Copy the records below word for word, leaving out nothing.

[Natural-language object grounding data]
****************************************

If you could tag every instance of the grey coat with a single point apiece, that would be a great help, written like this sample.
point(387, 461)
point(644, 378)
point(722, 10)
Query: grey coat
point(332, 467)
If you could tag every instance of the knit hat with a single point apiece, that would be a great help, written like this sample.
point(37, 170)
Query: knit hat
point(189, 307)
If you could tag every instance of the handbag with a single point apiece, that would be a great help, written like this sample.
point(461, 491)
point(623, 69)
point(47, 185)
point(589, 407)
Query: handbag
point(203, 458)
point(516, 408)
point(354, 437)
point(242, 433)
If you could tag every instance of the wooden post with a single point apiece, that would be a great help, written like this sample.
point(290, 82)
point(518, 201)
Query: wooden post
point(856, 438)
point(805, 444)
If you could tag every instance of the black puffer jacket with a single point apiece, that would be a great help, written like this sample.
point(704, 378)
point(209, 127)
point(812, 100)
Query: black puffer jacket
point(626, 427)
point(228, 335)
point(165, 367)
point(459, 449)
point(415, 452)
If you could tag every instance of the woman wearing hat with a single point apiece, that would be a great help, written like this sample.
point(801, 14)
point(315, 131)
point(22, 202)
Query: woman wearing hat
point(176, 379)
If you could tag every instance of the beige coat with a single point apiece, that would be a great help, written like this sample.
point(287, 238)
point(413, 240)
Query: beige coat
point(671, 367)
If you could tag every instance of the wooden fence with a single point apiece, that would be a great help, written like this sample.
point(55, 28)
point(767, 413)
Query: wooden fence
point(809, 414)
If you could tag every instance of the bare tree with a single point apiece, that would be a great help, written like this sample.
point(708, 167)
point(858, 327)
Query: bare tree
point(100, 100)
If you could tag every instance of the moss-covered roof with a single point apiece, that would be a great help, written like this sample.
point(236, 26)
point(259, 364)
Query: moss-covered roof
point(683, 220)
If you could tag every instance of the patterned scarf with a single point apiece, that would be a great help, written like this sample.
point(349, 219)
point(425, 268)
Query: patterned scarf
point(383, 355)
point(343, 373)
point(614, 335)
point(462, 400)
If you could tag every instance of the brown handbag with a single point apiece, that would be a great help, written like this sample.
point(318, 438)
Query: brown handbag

****************************************

→ Output for this task
If you could tag every instance of the grey coat with a single point apiece, that would be a great help, written like this sample.
point(387, 461)
point(644, 378)
point(722, 10)
Query: grey coat
point(332, 467)
If you could tag every instance of the knit hat with a single point apiece, that would be a great help, written like this sample.
point(37, 170)
Query: knit hat
point(189, 307)
If you could tag every instance of the handbag with a single point apiece, that would be a great help, written like this sample.
point(461, 491)
point(623, 69)
point(47, 185)
point(589, 407)
Query: handbag
point(203, 458)
point(516, 408)
point(354, 437)
point(242, 433)
If you could tag every instance of the wooden post with a single point apiece, that would be a great help, written like this sample.
point(290, 82)
point(518, 201)
Query: wooden post
point(856, 438)
point(805, 444)
If you could tag every instance of the black puffer jacket with a single point apiece, that would be a great help, written like this sample.
point(704, 378)
point(209, 127)
point(812, 100)
Query: black puffer jacket
point(626, 427)
point(228, 335)
point(165, 367)
point(459, 449)
point(415, 452)
If you could tag every instance of the woman wearing hat with a single point apiece, that would be a great help, written like this sample.
point(801, 14)
point(315, 131)
point(22, 202)
Query: woman wearing hat
point(176, 379)
If you could tag every instance of the beige coat with a single point apiece, that would be a great help, written like this sample.
point(287, 238)
point(413, 240)
Query: beige coat
point(671, 367)
If you could tag every instance of the wooden fence with a single point apiece, that would be a great help, written like this sample.
point(55, 28)
point(767, 413)
Query: wooden fence
point(809, 414)
If you could tag every instance of the bare tree with a single point apiece, that would be a great help, written like this sample.
point(708, 167)
point(858, 327)
Query: bare tree
point(100, 100)
If you could tag every instance of the moss-covered roof with a single point apiece, that would be a great help, written like this sample.
point(236, 26)
point(259, 364)
Query: moss-covered roof
point(683, 220)
If you could tag every instance of the patterned scarf with a single point apiece, that would be a great help, written like this sample.
point(349, 219)
point(425, 268)
Query: patterned scarf
point(383, 355)
point(343, 373)
point(614, 335)
point(462, 400)
If you could tag every instance of the brown handbag with a single point apiece, that would be a great help, written like this sample.
point(318, 438)
Query: brown handbag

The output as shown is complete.